What is needed:
All of the entries are to be written out again verbatim.

Data under study:
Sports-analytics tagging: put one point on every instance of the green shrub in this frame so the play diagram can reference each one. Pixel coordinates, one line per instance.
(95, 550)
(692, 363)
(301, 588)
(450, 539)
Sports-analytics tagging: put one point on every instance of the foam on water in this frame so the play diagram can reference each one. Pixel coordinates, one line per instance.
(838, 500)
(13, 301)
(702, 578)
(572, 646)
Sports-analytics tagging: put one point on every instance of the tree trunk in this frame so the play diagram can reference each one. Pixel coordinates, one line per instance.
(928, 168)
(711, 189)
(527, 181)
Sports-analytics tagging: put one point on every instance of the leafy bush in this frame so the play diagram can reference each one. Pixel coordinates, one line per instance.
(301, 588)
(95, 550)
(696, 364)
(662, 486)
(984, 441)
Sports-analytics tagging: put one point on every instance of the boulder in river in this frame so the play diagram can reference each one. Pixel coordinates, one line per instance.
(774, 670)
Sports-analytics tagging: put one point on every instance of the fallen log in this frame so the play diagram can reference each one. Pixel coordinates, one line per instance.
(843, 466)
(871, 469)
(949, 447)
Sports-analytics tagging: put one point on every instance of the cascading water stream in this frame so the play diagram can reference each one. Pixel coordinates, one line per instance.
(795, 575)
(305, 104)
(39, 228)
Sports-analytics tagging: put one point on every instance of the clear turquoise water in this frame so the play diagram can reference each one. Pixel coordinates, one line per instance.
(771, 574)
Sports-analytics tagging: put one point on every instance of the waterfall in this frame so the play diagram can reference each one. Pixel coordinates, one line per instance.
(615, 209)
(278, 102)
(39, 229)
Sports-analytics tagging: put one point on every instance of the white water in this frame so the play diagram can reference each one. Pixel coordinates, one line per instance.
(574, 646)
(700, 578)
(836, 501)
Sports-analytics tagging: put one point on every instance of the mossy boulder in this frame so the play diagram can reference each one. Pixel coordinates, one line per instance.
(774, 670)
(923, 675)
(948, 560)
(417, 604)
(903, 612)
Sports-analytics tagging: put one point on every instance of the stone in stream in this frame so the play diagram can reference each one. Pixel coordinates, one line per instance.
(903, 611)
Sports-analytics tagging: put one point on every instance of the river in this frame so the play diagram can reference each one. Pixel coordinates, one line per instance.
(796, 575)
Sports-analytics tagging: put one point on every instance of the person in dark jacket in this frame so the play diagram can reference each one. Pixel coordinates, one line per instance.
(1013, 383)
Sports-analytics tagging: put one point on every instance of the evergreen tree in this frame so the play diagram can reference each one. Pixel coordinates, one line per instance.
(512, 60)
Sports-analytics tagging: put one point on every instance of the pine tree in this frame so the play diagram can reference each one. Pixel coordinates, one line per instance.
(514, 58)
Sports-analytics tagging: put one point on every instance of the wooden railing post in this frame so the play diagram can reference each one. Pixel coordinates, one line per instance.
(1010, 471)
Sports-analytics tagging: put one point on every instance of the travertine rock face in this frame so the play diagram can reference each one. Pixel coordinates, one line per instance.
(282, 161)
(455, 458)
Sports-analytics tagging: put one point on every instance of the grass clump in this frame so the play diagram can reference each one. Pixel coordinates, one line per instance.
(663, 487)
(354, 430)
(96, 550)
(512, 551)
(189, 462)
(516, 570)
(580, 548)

Answer space:
Sports-analytics tagging: put one point on every instance of the green shrub in this frame so the play diagram can reference each one. Pixel coordinates, one line per instance.
(95, 550)
(692, 363)
(301, 588)
(450, 539)
Sports-analytics tagging: put one point on every instance of the foam on water in this frame so the play diagram can reference each one. Pixel coordinates, one line per instance.
(838, 500)
(13, 301)
(702, 578)
(572, 646)
Sports-analytics tagging: put one point on every instance of the tree trunk in this frame so the play diagram can reference each one. Pixel coordinates, one line per instance.
(928, 168)
(711, 189)
(527, 181)
Sports-analytics tagging: put one point on every instance of the leafy bush in this frame so the play diagram can reference each one. Pixel coordinates, one line per instance.
(301, 588)
(95, 550)
(696, 364)
(662, 486)
(984, 441)
Sports-analytics tagging: put one point on every instance of the boulder in river in this frame so the play diagram can reference each one. Pixel coordinates, one line per instance.
(774, 670)
Sports-analytics tagging: put one point on every instance of the fallen log in this frame so the play diagram can reference each one. Pixel coordinates, one line per instance.
(843, 466)
(871, 469)
(949, 447)
Sports-analytics tagging: put one point on every instance of the cascading water stream in this frame so the play diagram can reference each one. Pixel coordinates, one line per instance.
(795, 575)
(305, 104)
(39, 228)
Sports-analytics tagging: put one point on every instance of the clear turquoise water in this frame so the play diagram can reference each one. Pixel coordinates, one line per instance.
(771, 574)
Sports-analytics tagging: put one point on every instance of the waterfall in this frame so the play diagram can reference each one. Pixel coordinates, one line per instance.
(615, 209)
(278, 102)
(39, 229)
Sports-analytics tagging: put one point on every instance of the white water in this frame so the play diagram can reference each one. Pixel coordinates, one line per instance.
(574, 646)
(700, 578)
(836, 501)
Sports-analytics tagging: put one point on every instance of the mossy boulder in this frame so the play diagram can reference each one. Pixel coordinates, one line per instance.
(774, 670)
(923, 675)
(948, 560)
(417, 604)
(903, 612)
Sports-analytics tagging: put one point on every instance of the stone in stream in this frame so the play diagram can reference each one. Pixel coordinates, one line per instance.
(903, 611)
Sports-analytics tagging: put one point on every instance of the river in this frame so the play diagram can reference each one. Pixel coordinates, one line per instance.
(796, 575)
Sports-analytics tagging: put one point on every instance of the person in dark jacket in this frame so the play diagram can reference each one. Pixel coordinates, one line per instance.
(1013, 383)
Sports-analytics tagging: put one point on every instance of the evergreen tree in this frame so the play diagram can reference each one. Pixel coordinates, one line per instance.
(512, 60)
Sports-analytics tagging: put one point on every instance of the pine tree in this frame so the play diagram can reference each one. Pixel coordinates, one line per instance.
(514, 58)
Sports-analytics tagging: put one point on every instance of the wooden railing post in this frame so the play diagram can reference each one. Pixel coordinates, one line per instance.
(1010, 471)
Sports-analytics tagging: put one point on every instance of the travertine rock face in this frame so the play diagram can reference each one. Pixel coordinates, one line per instance.
(282, 161)
(455, 458)
Sports-analytics tagging: put one point on every instance of the grass clump in this frame so the play diagram can reference each one. Pixel coordinates, one line per instance.
(663, 487)
(354, 430)
(96, 550)
(512, 551)
(189, 462)
(516, 570)
(580, 548)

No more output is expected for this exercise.